■ **Task material**
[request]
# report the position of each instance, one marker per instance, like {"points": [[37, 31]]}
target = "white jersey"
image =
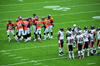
{"points": [[79, 38], [91, 37], [98, 35], [70, 40], [85, 37], [61, 35]]}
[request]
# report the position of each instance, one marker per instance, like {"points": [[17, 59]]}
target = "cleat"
{"points": [[62, 53], [34, 39], [82, 56], [51, 37], [10, 40], [79, 57]]}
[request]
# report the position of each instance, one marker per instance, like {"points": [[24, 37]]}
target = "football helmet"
{"points": [[61, 29], [69, 28], [92, 27]]}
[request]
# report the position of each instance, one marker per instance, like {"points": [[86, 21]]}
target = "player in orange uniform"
{"points": [[10, 26], [29, 28], [34, 25], [45, 25], [38, 26], [50, 25], [26, 25], [20, 28]]}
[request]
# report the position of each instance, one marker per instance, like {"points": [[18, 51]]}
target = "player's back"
{"points": [[98, 35], [61, 35], [70, 40], [79, 38], [85, 37]]}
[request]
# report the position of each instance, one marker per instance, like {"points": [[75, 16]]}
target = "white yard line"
{"points": [[45, 9], [58, 15], [36, 61], [91, 63], [35, 3], [62, 23], [29, 48]]}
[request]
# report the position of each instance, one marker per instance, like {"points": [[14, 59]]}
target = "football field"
{"points": [[65, 13]]}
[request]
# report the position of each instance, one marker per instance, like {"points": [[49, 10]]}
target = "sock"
{"points": [[73, 54], [69, 54], [59, 50], [83, 51], [92, 50], [87, 51], [78, 53]]}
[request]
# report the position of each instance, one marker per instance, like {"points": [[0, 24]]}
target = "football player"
{"points": [[61, 41], [74, 30], [38, 26], [98, 39], [10, 26], [85, 44], [26, 25], [70, 40], [20, 28], [93, 31], [79, 39], [86, 30], [91, 39], [50, 25], [29, 28], [34, 25], [45, 28]]}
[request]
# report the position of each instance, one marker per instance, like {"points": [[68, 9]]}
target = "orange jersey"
{"points": [[19, 25], [30, 22], [25, 25], [45, 23], [49, 21], [10, 26], [38, 24], [16, 24]]}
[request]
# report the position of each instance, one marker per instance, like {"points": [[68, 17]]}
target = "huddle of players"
{"points": [[83, 40], [24, 28]]}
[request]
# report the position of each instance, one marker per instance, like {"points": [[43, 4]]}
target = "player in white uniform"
{"points": [[61, 41], [79, 39], [86, 43], [98, 39], [91, 39], [70, 40]]}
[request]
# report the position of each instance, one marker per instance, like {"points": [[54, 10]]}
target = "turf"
{"points": [[46, 53]]}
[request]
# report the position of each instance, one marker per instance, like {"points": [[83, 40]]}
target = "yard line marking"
{"points": [[45, 9], [90, 63], [35, 3], [36, 60], [60, 15], [24, 59], [20, 10], [38, 64], [29, 47], [17, 57], [11, 55], [5, 53]]}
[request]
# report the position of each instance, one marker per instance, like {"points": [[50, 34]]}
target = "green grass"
{"points": [[46, 52]]}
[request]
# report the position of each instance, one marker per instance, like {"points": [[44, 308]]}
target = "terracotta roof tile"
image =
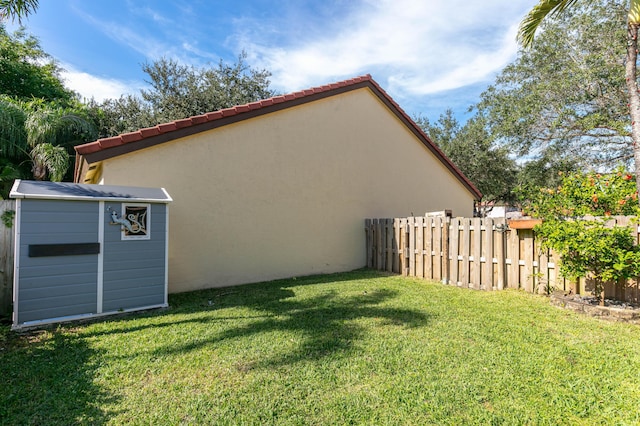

■ **What is being asked**
Collect every line in the entries above that contains the string "orange", treating uppercase and lowercase as different.

■ **Problem solution**
target = "player in orange uniform"
target = "orange jersey"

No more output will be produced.